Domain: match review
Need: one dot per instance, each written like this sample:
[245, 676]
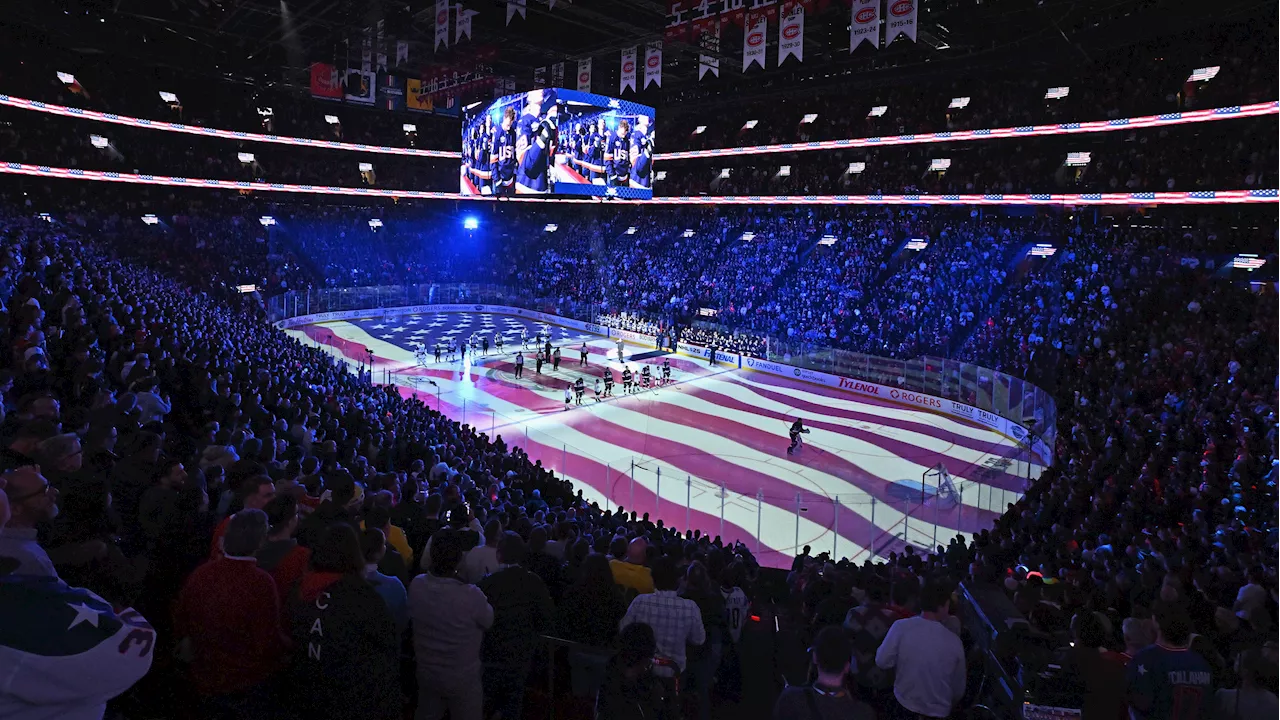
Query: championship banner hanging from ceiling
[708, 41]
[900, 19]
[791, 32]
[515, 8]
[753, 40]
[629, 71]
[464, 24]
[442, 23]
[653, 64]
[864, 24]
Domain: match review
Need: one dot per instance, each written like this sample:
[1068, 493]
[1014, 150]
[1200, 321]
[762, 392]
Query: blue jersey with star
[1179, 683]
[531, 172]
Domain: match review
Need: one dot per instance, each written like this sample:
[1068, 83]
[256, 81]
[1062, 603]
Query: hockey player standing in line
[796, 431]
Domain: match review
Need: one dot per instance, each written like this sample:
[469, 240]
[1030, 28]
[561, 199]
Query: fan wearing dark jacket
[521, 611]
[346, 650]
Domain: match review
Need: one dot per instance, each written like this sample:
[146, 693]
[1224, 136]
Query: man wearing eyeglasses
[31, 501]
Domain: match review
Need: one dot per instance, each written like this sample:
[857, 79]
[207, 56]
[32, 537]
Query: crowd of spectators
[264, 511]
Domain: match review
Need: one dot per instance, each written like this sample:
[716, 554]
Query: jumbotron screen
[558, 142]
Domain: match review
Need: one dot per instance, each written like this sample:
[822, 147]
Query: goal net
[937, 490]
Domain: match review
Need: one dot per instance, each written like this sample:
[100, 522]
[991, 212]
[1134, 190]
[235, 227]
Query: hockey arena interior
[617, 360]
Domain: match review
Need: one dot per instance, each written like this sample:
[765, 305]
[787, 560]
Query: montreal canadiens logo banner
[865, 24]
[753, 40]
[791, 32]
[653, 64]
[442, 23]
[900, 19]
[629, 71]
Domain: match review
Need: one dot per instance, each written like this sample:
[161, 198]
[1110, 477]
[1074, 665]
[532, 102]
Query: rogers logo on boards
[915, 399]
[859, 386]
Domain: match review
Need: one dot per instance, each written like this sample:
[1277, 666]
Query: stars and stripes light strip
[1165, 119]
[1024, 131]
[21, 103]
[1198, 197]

..........

[ACTIVITY] Return each entry exactly as it stands above, apart from any images.

[SOLUTION TO THIS PROBLEM]
Domain: match review
Need: one dot per instance, each written like this sample:
[245, 676]
Query: championship banner hanging from ceiling
[708, 41]
[900, 19]
[791, 32]
[515, 8]
[753, 40]
[629, 71]
[464, 24]
[442, 23]
[653, 64]
[864, 24]
Domain: match review
Need: one dot per instance, each written like this sample:
[1068, 493]
[1014, 150]
[1200, 321]
[762, 392]
Query: blue jersey with star
[1179, 683]
[531, 172]
Domain: match review
Need: one dot per instance, each written like this sample:
[1068, 83]
[256, 81]
[1062, 603]
Query: hockey player standing in line
[796, 431]
Domain: match review
Need: one dot per instance, each written like this sample:
[469, 240]
[1030, 28]
[561, 199]
Query: fan wearing dark jacket
[521, 611]
[346, 650]
Domain: match review
Need: one dot per instance, each written like this sample:
[146, 693]
[1224, 136]
Query: man wearing eyeglasses
[31, 501]
Domain: match review
Need: one dot per instance, each written like this sample:
[857, 79]
[207, 56]
[32, 537]
Query: crowd of spectators
[264, 511]
Domain: match review
Need: one dot per instance, each written like this sample:
[716, 554]
Query: jumbotron screen
[558, 142]
Domain: match review
Need: one dot per instance, each written like this sample:
[822, 147]
Query: goal net
[937, 490]
Domain: match review
Need: one dot per instance, each written like this sample:
[100, 522]
[991, 212]
[1134, 190]
[235, 227]
Query: hockey arena interior
[617, 360]
Domain: match review
Need: one dot per instance, each written like this sample:
[765, 305]
[787, 560]
Query: montreal canadiens logo banner
[865, 24]
[753, 40]
[791, 32]
[653, 64]
[442, 23]
[900, 19]
[629, 71]
Domain: match review
Need: one dot per instance, each written like this sample:
[161, 198]
[1110, 477]
[1074, 665]
[532, 102]
Query: rogers logo on boards
[915, 399]
[859, 386]
Domain: match review
Need: one dot per instance, each written like this sample:
[1277, 666]
Query: stars and stripes light strip
[1165, 119]
[1024, 131]
[21, 103]
[1198, 197]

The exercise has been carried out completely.